*** TEXT SHOWN ***

Alpha-1,3-mannosyl-glycoprotein 4-beta-N-acetylglucosaminyltransferase A is a type II membrane protein and an enzyme – particularly a glycosyltransferase – that, in addition to the related isoenzyme B (MGAT4B), takes part in the transfer of N-acetylglucosamine (GlcNAc) to the core mannose residues of N-linked glycans in Golgi apparatus. Therefore, it is essential for the formation of tri- and tetra-antennary sugar chains. Furthermore, it is involved in glucose transport by mediating SLC2A2/GLUT2 glycosylation with controlling cell-surface expression of SLC2A2 in pancreatic beta cells  and, as it is suggested, in regulating the availability of serum glycoproteins, oncogenesis, and differentiation.

Cloning and expression 

In humans the enzyme is encoded by the MGAT4A gene. The related cDNA was first isolated by Yoshida and others. Equipped with three potential N-glycosylation sites and a length of 535 amino acids the structure of the MGAT4A gene product is similar to other known Golgi glycosyltransferases. The amino acid sequence of humans and of bovines are identical to 95%. Up to now MGAT4A was found in all human tissues and cell lines tested, whether they are normal tissues or cancer cell lines. The expression levels of MGAT4A relative to one another are similar among all tissues, but the expression levels of the correlating mRNA are quite different: Of the normal tissues, spleen, thymus, peripheral blood leukocyte, lymph node, prostate, pancreas, and small intestine showed the highest mRNA level; of the cancer cell lines the promyelocytic leukemia cell line HL-60 and the lymphoblastic leukemia cell line MOLT-4 exhibited the highest expression.

***

ABOUT THIS EXERCISE
Rewrite the paragraph of the MGAT4A enzyme text that begins "In humans the enzyme is encoded" as a short bulleted list that keeps its main facts.

*** SUPPLIED INFORMATION ***

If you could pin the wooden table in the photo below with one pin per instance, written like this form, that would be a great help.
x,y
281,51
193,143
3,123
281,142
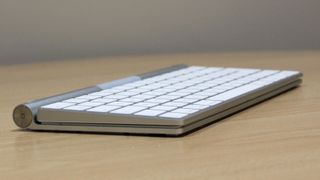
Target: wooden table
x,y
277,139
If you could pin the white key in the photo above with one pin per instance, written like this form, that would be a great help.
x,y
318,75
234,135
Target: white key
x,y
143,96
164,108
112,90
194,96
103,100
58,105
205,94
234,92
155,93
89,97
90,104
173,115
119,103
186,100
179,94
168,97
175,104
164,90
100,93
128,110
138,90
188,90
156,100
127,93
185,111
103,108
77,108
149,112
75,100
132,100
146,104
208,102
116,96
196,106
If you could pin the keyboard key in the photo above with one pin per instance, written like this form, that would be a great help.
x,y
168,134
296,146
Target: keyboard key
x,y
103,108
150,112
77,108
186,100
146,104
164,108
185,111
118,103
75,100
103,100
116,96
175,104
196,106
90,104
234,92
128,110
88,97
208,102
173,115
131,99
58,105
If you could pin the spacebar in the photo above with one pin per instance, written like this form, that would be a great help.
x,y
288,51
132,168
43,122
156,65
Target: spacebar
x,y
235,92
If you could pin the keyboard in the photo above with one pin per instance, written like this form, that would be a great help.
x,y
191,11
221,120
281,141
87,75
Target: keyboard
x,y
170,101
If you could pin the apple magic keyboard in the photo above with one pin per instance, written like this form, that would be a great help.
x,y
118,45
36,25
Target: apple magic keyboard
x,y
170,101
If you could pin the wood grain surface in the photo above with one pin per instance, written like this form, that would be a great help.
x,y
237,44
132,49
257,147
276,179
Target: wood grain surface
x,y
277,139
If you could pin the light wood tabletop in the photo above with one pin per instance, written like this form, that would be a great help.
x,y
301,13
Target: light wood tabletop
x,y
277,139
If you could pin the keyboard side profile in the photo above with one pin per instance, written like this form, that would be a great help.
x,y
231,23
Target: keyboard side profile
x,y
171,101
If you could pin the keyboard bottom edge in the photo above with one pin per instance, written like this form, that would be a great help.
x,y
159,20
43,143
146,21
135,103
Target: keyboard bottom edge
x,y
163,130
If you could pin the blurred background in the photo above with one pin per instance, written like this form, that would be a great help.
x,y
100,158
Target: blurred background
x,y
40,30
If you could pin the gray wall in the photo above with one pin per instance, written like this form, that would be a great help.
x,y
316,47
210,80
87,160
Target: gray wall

***

EXERCISE OUTPUT
- In humans, the MGAT4A gene encodes the enzyme; Yoshida and others first isolated the related cDNA.
- The gene product is 535 amino acids long, has three potential N-glycosylation sites, and is structurally similar to other known Golgi glycosyltransferases.
- The human and bovine amino acid sequences are 95% identical.
- MGAT4A has been found in all human tissues and cell lines tested, both normal tissues and cancer cell lines.
- Relative expression levels of MGAT4A are similar across tissues, but mRNA levels differ considerably.
- Among normal tissues, the highest mRNA levels were in spleen, thymus, peripheral blood leukocyte, lymph node, prostate, pancreas, and small intestine.
- Among cancer cell lines, the highest expression was in the promyelocytic leukemia line HL-60 and the lymphoblastic leukemia line MOLT-4.